-- REQUIRED TASKS --
a) Answer these three questions using the interview about PlaceIQ's location data work given below:
(i) About how many location records does the team take in each month?
(ii) What three kinds of places do the classifiers sort a tile into?
(iii) What would Lenaghan tell a five-year-old that the team is?
b) Put this sentence from the interview about PlaceIQ's location data work below into Spanish: "Five-year-olds are increasingly sophisticated about mobile devices these days."
c) Write the next part of the interview about PlaceIQ's location data work below, starting after its last line.

Database Reference
In-Depth Information
Initially I came to PlaceIQ more for the challenge of working with all of the
location data, movement data, and ad requests than to specifically work in ad
tech. But now that I've been exposed to more of the ad tech industry, I find it
much more interesting than I thought it was going to be.
Gutierrez: In theoretical terms, how do you describe the work you do to
other data scientists or to people who work in quantitative fields?
Lenaghan: In a word, I'd tell them that what we do is ingest, transformation,
and contextualization . We ingest enormous amounts of location data—on
the order of 50 billion records a month. Then we essentially do large joins
against our geospatial layer. We run many different types of classifiers on the
geospatial layer to determine whether or not a particular tile is residential or
retail or mixed-use. Then we apply a domain-specific language we've devel-
oped to build these audiences into profiles that not only contextualize the
places but also add more insight into the patterns we see in the aggregate
movement data.
Gutierrez: How would you explain what you do in more qualitative terms
to a five-year-old?
Lenaghan: Five-year-olds are increasingly sophisticated about mobile devices
these days. I'd say to a five-year-old that we are mappers of the world. We're
using the signals that come out of people's phone to better understand the
types of people in any given place in the world.
Gutierrez: That's an explanation I could tell my mom: “Jonathan is using
the phone signals to map the flow of different types of people in our world.”
“Okay, that makes sense, Sebastian.”

-- SUPPLIED RECORDS --
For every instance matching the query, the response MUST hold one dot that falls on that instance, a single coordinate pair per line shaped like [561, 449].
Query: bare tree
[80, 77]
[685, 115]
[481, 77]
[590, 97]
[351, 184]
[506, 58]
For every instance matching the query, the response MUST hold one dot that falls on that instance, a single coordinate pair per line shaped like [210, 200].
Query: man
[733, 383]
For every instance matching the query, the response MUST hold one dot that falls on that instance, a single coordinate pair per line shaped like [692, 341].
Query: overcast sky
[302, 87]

-- RESPONSES IN ORDER --
a)
(i) About 50 billion records a month.
(ii) Residential, retail, or mixed-use.
(iii) Mappers of the world.

b) Hoy en día, los niños de cinco años son cada vez más sofisticados en cuanto a los dispositivos móviles.

c)
When you did you realize that you wanted to work with data as a career?
Lenaghan: When I was an undergraduate, I majored in physics. I knew that I
wanted to become a physicist—more precisely, a professor of physics. I really
looked up to all of the professors I had as an undergraduate, and I was very
excited about graduate school. You might suppose from my future career
trajectory that I must have been immersed in experimental data when I was
working in physics, but I was actually working more on the formal theoretical
side of particle physics.
My study was the formal side of the strong interactions described by the
theory of quantum chromodynamics: how quarks and gluons interact with
each other and form neutrons and protons and things like that. Even if we
can't solve the governing equation from quantum chromodynamics, we can
still run simulations on it and we can solve it within certain limits.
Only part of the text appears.